| TAAKINSTRUCTIES |
Wijzig de regels vanaf de regel met "like (473, 388)." tot en met het einde van de records: vervang "white" door "blue" en laat al het andere ongewijzigd.

════

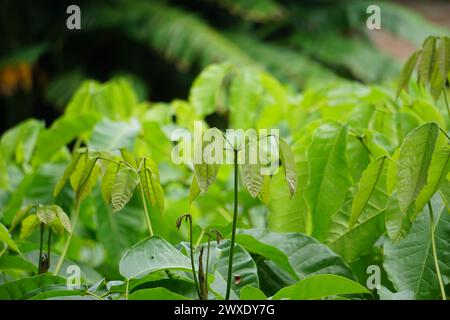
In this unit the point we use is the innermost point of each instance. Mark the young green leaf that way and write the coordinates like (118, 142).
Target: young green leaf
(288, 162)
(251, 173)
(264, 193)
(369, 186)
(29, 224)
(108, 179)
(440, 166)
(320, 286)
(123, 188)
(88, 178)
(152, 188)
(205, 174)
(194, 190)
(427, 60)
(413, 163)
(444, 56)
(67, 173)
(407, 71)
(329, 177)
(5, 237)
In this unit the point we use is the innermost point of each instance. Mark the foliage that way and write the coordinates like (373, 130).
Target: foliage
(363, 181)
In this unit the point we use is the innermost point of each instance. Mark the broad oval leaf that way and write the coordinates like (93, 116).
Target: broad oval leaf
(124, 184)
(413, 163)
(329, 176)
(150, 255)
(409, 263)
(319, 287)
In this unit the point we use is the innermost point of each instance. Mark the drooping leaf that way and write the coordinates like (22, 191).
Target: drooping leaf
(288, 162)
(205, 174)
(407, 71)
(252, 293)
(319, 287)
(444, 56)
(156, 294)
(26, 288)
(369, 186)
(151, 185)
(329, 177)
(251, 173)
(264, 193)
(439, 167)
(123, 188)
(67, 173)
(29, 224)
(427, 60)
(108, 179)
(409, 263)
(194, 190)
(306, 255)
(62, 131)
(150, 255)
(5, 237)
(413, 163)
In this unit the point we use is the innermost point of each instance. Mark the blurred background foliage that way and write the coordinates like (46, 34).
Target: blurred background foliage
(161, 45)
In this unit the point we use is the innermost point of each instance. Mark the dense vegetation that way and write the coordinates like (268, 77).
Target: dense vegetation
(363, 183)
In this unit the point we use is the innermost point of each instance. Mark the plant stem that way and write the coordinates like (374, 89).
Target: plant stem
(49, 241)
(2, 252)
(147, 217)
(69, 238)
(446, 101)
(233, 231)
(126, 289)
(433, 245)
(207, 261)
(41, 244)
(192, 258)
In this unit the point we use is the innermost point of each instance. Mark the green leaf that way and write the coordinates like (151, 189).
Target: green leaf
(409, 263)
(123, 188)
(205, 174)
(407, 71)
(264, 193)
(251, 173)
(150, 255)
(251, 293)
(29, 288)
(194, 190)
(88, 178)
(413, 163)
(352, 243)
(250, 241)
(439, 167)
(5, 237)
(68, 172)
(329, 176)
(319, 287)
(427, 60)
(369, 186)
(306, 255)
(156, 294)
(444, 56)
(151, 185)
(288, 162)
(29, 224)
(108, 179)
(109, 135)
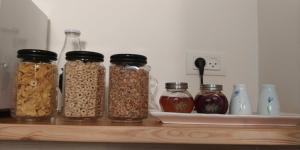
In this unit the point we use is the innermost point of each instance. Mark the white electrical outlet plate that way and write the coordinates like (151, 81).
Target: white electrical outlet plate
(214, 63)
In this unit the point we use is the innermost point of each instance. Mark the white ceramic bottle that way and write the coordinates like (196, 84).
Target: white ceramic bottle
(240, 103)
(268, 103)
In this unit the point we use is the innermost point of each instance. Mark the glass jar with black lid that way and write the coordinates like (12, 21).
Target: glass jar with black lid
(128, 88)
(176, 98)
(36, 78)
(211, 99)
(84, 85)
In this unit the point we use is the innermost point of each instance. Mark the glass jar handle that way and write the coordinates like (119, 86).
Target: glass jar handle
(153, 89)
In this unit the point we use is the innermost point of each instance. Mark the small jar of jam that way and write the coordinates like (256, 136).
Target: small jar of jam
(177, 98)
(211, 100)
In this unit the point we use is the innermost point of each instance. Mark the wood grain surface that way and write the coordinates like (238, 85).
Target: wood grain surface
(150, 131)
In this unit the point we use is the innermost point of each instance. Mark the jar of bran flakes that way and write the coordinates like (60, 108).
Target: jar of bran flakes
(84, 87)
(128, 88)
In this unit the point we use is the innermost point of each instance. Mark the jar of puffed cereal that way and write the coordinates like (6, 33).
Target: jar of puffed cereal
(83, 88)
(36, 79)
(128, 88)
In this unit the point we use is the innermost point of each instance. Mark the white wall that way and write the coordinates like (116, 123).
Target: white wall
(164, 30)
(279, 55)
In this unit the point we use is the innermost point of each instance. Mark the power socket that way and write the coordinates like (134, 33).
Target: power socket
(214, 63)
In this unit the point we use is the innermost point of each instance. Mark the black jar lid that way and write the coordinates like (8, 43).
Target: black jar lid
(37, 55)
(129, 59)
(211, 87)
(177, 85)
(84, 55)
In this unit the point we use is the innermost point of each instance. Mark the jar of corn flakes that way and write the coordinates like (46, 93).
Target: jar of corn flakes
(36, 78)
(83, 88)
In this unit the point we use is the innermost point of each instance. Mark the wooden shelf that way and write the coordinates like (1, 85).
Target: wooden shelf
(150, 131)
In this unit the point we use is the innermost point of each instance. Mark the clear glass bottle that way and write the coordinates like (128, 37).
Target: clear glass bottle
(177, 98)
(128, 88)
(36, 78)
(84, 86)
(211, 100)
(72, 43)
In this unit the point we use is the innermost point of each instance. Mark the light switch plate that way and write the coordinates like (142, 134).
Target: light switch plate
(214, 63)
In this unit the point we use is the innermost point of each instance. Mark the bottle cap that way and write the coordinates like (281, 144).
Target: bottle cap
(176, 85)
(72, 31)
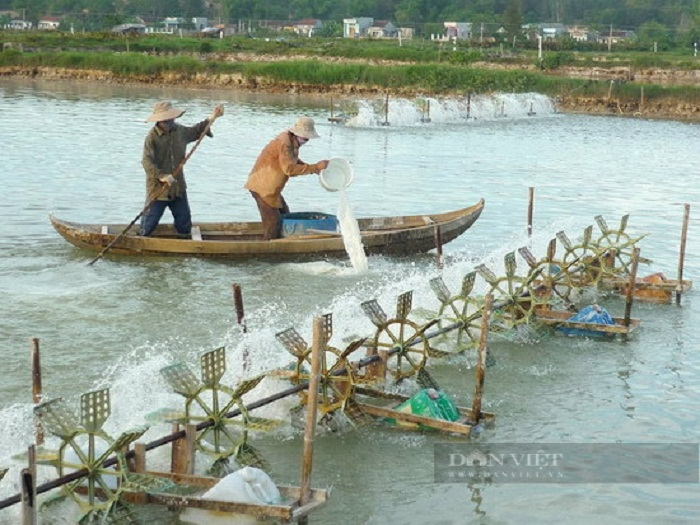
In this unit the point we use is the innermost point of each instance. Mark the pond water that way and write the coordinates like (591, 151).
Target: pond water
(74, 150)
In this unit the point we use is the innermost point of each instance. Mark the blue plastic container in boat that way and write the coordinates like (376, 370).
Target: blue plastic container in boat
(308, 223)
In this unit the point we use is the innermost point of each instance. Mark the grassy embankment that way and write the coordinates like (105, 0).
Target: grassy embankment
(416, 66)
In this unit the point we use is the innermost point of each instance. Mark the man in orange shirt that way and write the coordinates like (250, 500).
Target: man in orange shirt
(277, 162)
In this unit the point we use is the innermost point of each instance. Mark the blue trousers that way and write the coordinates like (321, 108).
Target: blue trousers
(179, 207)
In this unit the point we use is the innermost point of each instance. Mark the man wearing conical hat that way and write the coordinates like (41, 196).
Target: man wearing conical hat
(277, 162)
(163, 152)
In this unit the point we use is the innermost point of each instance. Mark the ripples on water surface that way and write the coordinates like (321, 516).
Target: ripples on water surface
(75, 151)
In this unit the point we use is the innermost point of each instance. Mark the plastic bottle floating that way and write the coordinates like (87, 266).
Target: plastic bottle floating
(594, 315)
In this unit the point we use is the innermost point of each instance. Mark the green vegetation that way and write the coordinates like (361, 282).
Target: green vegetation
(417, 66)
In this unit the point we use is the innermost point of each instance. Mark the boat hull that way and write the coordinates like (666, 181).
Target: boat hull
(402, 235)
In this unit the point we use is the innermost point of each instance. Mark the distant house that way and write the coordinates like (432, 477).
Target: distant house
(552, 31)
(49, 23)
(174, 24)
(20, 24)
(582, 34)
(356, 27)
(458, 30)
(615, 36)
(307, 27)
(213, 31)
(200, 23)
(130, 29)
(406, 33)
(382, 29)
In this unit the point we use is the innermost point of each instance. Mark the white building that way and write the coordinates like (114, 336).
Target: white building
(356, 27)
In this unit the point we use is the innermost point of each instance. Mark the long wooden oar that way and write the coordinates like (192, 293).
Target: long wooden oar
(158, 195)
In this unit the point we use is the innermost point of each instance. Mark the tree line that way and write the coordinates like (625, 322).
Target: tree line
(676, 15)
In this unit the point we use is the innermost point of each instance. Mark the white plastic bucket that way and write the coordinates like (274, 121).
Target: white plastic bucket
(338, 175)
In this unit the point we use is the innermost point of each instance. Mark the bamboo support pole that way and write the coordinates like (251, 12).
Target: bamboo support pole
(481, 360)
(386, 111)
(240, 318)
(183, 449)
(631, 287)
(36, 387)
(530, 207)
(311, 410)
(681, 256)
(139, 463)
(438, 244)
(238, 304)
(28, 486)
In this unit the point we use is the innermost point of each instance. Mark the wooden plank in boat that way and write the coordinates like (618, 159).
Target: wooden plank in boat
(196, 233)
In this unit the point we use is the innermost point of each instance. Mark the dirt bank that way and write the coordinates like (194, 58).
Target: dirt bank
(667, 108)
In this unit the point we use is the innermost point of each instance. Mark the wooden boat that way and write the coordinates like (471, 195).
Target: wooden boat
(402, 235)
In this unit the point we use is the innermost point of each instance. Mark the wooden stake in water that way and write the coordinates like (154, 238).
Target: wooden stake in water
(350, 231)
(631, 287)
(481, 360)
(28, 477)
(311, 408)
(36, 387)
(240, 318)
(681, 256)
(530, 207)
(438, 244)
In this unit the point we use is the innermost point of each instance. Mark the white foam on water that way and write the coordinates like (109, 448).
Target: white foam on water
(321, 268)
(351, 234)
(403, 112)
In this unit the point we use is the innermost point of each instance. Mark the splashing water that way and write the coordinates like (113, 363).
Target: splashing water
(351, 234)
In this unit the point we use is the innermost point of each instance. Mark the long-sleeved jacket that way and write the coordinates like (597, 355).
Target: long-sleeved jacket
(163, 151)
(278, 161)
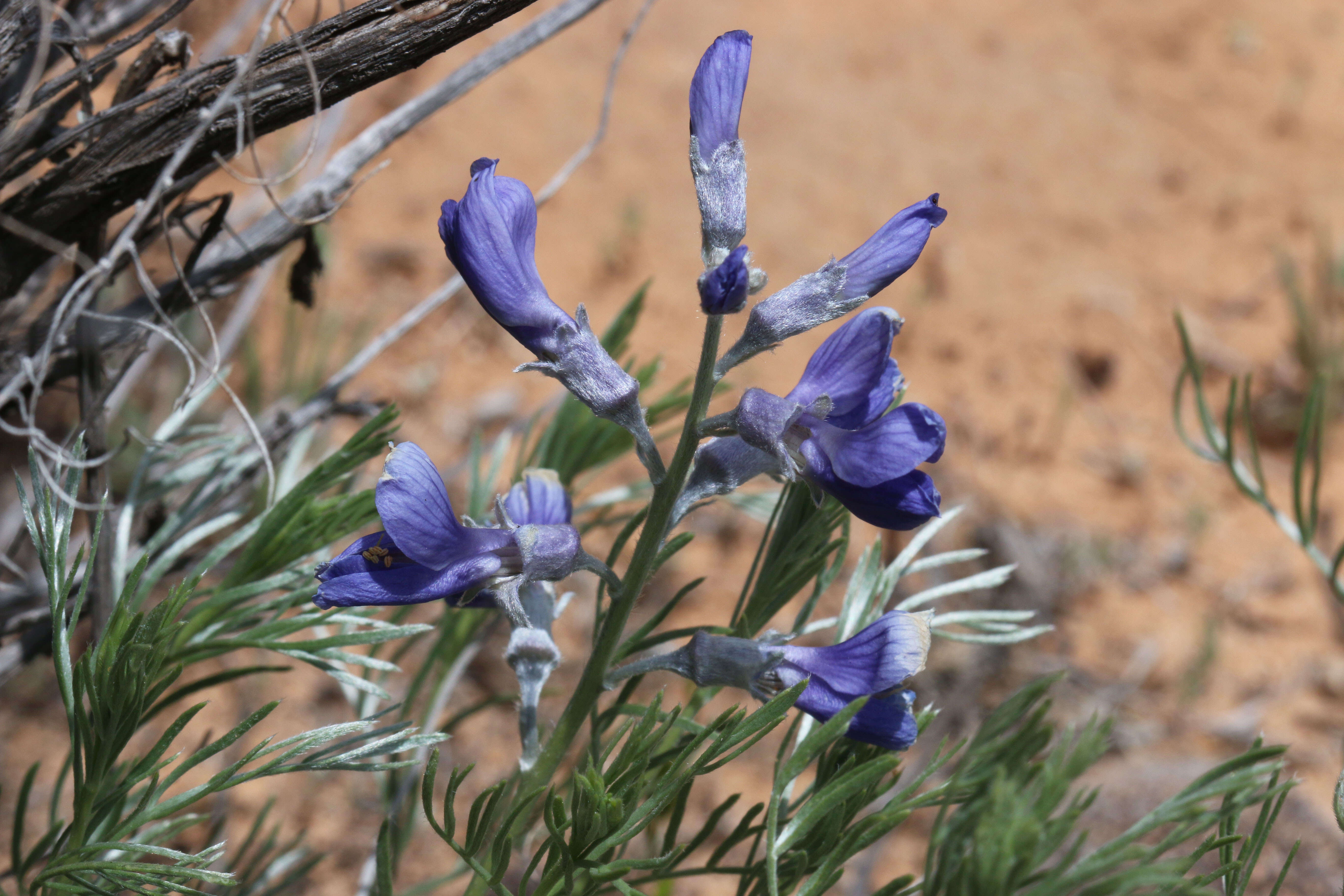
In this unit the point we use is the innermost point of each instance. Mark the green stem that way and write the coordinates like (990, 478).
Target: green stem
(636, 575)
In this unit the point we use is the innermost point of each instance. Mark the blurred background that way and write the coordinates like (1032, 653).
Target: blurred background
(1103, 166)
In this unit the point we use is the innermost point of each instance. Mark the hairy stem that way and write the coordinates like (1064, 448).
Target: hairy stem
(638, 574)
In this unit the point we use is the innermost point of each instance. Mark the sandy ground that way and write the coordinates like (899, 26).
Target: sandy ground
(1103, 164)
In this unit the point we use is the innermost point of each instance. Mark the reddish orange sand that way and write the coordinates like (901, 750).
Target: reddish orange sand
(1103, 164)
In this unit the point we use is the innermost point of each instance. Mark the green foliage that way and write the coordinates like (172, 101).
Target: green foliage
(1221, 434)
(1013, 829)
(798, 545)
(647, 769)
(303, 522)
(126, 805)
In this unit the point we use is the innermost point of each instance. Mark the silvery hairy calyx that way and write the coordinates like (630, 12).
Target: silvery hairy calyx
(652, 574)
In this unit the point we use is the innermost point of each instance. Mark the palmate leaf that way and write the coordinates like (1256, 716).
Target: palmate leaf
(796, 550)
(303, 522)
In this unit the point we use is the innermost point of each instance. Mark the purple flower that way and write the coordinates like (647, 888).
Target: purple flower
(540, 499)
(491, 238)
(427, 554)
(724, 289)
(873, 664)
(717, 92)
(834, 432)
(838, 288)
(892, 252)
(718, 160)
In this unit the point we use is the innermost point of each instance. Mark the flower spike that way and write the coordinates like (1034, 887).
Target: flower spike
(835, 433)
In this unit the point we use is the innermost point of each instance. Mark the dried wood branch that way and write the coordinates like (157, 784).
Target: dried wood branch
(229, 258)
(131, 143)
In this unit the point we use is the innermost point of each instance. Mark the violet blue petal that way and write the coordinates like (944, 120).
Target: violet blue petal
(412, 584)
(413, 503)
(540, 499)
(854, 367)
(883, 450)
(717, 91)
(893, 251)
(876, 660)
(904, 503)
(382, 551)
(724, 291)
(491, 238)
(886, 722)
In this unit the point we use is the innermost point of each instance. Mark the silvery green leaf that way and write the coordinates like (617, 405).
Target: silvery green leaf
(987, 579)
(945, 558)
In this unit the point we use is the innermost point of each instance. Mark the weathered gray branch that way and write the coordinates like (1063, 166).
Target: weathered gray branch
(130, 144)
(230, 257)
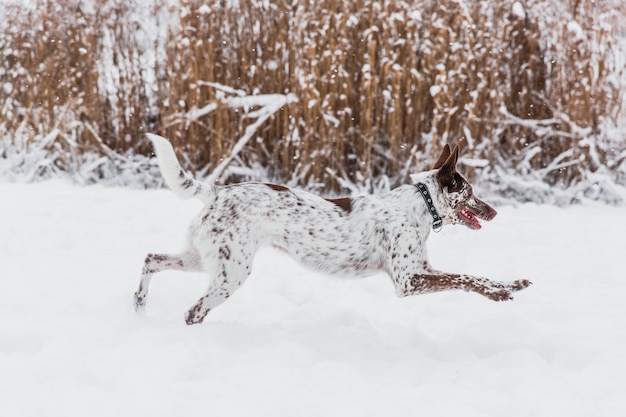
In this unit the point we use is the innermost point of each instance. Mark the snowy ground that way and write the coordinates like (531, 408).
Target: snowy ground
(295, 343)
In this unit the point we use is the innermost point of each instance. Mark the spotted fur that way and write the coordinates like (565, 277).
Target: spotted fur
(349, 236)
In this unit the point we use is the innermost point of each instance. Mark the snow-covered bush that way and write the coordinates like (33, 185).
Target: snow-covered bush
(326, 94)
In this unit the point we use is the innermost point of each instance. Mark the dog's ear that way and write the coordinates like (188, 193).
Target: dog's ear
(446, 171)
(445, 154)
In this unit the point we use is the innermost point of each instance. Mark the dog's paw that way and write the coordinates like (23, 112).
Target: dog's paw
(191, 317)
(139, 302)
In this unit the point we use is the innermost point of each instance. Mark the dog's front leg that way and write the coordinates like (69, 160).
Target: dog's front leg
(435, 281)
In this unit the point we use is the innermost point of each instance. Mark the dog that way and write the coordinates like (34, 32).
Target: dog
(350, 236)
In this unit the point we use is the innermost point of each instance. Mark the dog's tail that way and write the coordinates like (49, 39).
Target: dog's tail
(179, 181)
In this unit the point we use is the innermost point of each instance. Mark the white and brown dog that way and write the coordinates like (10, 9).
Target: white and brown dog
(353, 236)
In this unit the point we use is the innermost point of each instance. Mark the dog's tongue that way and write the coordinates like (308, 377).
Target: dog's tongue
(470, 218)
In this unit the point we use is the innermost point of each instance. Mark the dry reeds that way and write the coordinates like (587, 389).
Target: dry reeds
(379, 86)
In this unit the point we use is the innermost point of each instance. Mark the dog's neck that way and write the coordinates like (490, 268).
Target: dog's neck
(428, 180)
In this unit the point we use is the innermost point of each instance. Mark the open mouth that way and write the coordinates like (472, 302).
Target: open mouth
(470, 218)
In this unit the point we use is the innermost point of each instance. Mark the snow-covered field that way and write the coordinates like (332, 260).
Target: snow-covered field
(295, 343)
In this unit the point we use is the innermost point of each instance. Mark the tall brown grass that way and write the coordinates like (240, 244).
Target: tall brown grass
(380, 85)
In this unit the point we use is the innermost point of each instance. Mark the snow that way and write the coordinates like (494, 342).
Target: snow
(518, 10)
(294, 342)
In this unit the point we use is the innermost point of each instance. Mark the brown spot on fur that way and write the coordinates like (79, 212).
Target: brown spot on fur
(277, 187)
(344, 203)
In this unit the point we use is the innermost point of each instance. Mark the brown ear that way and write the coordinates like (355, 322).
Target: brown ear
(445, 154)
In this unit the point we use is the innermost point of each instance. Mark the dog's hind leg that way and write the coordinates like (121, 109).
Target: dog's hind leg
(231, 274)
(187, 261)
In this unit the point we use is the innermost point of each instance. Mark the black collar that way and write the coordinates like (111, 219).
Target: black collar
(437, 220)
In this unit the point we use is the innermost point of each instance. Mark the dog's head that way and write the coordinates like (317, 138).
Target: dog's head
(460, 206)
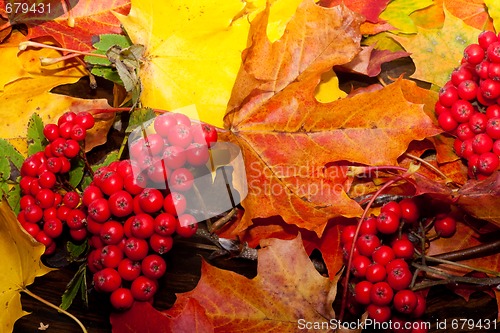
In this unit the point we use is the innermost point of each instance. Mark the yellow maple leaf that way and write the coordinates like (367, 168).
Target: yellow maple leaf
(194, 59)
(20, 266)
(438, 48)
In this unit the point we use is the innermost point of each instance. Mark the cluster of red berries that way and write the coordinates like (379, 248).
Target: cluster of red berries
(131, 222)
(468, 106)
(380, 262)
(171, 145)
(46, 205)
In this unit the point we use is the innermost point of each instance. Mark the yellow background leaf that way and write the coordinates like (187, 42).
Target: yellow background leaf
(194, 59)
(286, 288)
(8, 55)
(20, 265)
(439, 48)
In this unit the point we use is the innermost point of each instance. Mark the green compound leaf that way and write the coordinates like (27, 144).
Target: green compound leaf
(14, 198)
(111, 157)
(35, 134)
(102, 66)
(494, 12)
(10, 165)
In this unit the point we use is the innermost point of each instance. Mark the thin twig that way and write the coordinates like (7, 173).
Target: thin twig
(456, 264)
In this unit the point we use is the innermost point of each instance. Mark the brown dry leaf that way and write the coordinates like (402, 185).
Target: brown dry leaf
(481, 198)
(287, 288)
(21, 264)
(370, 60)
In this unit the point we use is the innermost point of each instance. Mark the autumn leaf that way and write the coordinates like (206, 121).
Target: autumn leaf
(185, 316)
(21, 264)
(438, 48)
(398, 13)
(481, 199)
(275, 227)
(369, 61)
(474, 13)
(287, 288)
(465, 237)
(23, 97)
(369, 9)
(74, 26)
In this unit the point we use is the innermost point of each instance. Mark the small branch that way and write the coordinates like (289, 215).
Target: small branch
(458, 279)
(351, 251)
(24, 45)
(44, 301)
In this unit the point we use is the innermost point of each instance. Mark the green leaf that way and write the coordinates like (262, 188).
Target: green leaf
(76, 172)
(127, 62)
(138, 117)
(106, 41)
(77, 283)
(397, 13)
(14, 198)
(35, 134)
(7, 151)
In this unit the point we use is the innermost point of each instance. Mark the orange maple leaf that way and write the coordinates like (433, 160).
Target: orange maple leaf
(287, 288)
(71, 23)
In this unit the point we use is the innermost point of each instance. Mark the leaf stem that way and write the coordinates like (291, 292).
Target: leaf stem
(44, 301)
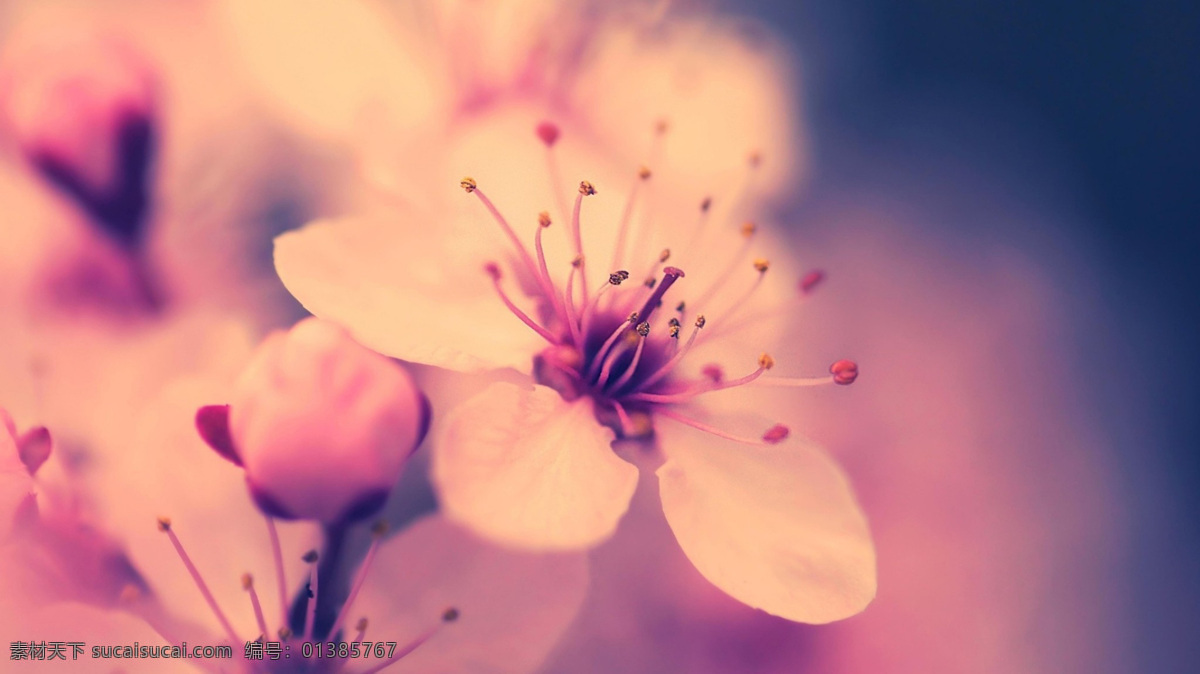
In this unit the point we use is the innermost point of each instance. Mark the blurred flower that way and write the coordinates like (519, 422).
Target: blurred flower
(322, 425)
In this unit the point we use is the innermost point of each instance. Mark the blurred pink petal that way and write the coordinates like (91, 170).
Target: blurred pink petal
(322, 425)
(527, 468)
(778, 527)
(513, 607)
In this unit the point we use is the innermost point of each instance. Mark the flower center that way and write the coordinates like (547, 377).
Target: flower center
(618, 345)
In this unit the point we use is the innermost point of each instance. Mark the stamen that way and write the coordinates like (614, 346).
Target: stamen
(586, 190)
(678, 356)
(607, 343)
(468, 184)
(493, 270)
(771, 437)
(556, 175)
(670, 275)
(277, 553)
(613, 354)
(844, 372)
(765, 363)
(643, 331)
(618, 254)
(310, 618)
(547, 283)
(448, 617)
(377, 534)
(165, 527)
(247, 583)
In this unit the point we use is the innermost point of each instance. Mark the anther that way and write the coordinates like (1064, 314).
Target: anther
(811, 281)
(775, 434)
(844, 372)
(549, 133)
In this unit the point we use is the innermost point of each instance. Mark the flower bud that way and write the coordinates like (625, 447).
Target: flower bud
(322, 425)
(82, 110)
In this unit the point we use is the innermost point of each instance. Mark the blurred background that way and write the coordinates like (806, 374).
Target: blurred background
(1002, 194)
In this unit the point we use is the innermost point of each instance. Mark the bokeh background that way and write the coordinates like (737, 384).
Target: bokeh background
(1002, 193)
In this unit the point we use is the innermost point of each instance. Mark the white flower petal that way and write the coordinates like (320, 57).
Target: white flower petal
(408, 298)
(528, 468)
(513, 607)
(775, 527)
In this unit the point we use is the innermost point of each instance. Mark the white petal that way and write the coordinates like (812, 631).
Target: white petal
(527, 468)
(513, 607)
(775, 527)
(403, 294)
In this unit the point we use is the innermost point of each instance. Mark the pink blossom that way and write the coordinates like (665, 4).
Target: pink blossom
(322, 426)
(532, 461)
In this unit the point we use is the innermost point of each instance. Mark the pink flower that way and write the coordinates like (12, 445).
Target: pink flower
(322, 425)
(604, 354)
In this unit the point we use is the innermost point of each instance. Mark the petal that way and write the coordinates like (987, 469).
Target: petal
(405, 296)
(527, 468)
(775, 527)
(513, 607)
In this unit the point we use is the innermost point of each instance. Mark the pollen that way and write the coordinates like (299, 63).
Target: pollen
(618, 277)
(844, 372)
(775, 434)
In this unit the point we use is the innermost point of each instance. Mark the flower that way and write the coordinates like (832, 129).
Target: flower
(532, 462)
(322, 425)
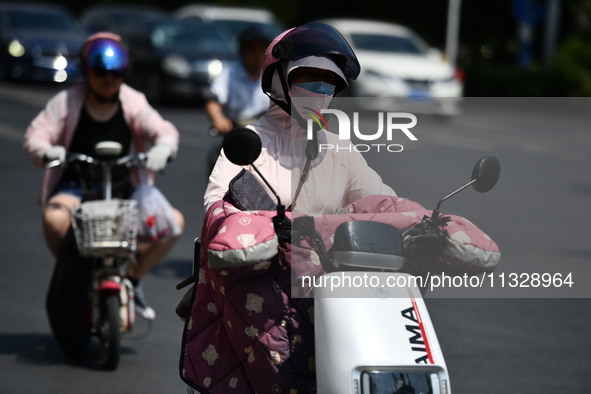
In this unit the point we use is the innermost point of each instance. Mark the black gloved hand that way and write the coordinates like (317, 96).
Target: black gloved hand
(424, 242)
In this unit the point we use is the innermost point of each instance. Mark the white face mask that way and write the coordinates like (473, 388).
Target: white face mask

════

| ANTWOORD |
In this unit the point we use is the innermost point of each instance. Mark the blue face mask that way and write the coordinates like (473, 388).
Target: blue face mask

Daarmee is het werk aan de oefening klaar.